Recorded data

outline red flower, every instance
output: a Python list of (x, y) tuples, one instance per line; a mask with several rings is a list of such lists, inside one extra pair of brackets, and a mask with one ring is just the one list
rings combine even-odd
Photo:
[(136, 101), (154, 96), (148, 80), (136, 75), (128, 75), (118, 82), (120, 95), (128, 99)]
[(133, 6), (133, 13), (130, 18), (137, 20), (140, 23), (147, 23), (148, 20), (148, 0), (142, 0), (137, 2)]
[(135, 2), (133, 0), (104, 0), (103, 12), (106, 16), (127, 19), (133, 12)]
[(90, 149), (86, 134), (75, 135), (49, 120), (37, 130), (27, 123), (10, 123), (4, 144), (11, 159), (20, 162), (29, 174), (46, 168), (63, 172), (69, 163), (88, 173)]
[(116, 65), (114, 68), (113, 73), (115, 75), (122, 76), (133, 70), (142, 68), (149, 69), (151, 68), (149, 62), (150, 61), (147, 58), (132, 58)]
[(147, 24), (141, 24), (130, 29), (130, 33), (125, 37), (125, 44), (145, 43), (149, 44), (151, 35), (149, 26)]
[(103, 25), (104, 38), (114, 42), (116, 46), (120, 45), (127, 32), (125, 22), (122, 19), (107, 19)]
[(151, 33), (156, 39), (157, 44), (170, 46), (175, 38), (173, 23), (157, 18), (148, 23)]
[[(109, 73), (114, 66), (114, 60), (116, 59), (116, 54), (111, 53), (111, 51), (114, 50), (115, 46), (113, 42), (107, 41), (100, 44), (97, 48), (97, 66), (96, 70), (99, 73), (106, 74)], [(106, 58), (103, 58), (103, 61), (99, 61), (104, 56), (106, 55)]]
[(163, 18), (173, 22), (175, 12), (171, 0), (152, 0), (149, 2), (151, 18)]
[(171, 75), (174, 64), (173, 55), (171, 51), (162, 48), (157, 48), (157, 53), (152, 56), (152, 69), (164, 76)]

**Instruction**
Swap "red flower" for "pink flower" throughout the lines above, and write all the lines out again with nothing else changed.

**Worked answer**
outline pink flower, every instance
output: a Python list of (x, y) tuples, one instance per line; a mask with several rings is a list of such lists, inside one extra pair of brackets, and a mask with one ring is just the one list
rings combine even-odd
Photo:
[(136, 101), (154, 96), (148, 80), (136, 75), (128, 75), (118, 82), (120, 95), (128, 99)]
[(133, 6), (133, 13), (130, 18), (137, 20), (140, 23), (147, 23), (148, 20), (148, 0), (142, 0), (137, 2)]
[(135, 2), (133, 0), (104, 0), (103, 12), (106, 16), (127, 19), (133, 12)]
[(90, 149), (86, 134), (75, 135), (49, 120), (37, 130), (27, 123), (10, 123), (4, 144), (11, 159), (20, 162), (29, 174), (46, 168), (63, 172), (69, 163), (88, 173)]
[(116, 65), (114, 68), (113, 73), (115, 75), (122, 76), (133, 70), (142, 68), (149, 69), (151, 68), (149, 62), (150, 61), (147, 58), (132, 58)]
[(147, 24), (141, 24), (130, 29), (130, 33), (125, 37), (125, 44), (145, 43), (149, 44), (151, 35), (149, 26)]
[(103, 25), (104, 38), (114, 42), (116, 46), (120, 45), (127, 32), (125, 22), (122, 19), (107, 19)]
[(151, 33), (156, 39), (157, 44), (170, 46), (175, 38), (173, 23), (157, 18), (148, 23)]
[[(109, 73), (114, 66), (114, 60), (116, 59), (116, 54), (111, 53), (111, 51), (114, 50), (115, 46), (113, 42), (107, 41), (100, 44), (97, 48), (97, 66), (96, 70), (99, 73), (106, 74)], [(106, 58), (103, 58), (103, 61), (99, 61), (104, 56), (106, 55)]]
[(163, 18), (173, 22), (175, 12), (171, 0), (152, 0), (149, 2), (151, 18)]
[(171, 75), (174, 64), (173, 55), (171, 51), (162, 48), (157, 48), (157, 53), (152, 56), (152, 69), (164, 76)]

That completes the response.